### HOW TO COMPLETE THIS TASK
You are to retype all of the data exactly as it appears.

### RECORDS FOR THE TASK
/---
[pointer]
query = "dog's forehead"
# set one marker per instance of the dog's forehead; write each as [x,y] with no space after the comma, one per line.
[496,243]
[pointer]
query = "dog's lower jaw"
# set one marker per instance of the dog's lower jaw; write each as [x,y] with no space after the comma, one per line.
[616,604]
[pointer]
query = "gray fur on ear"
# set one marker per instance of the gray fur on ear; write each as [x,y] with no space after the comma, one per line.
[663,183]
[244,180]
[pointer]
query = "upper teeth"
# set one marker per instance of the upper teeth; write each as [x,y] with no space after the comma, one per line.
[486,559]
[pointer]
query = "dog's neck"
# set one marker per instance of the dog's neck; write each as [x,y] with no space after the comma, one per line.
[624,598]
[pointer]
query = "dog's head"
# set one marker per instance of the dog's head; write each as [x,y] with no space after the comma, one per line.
\---
### YOUR SOLUTION
[pointer]
query = "dog's forehead"
# set one marker per instance of the dog's forehead; write each as [x,y] with no space after the comma, one per line.
[496,243]
[pointer]
query = "dog's lower jaw"
# set one marker per instance of the dog's lower jaw; write each as [x,y] with no space after the comma, one per line.
[616,604]
[pointer]
query = "gray fur on ear"
# set one marker per instance of the gray fur on ear; write each as [x,y] with no space after the comma, one per line.
[663,183]
[244,180]
[pointer]
query = "upper teeth"
# set one marker per instance of the upper teeth; write each as [x,y] with no space after the comma, one per line.
[486,559]
[pointer]
query = "dog's neck"
# set one marker per instance of the dog's neck; write each as [x,y] with no space after the comma, one per line.
[624,598]
[pointer]
query = "dog's head"
# set one marker per instance of the dog's head; write each as [x,y] with no space after the comma, one per line.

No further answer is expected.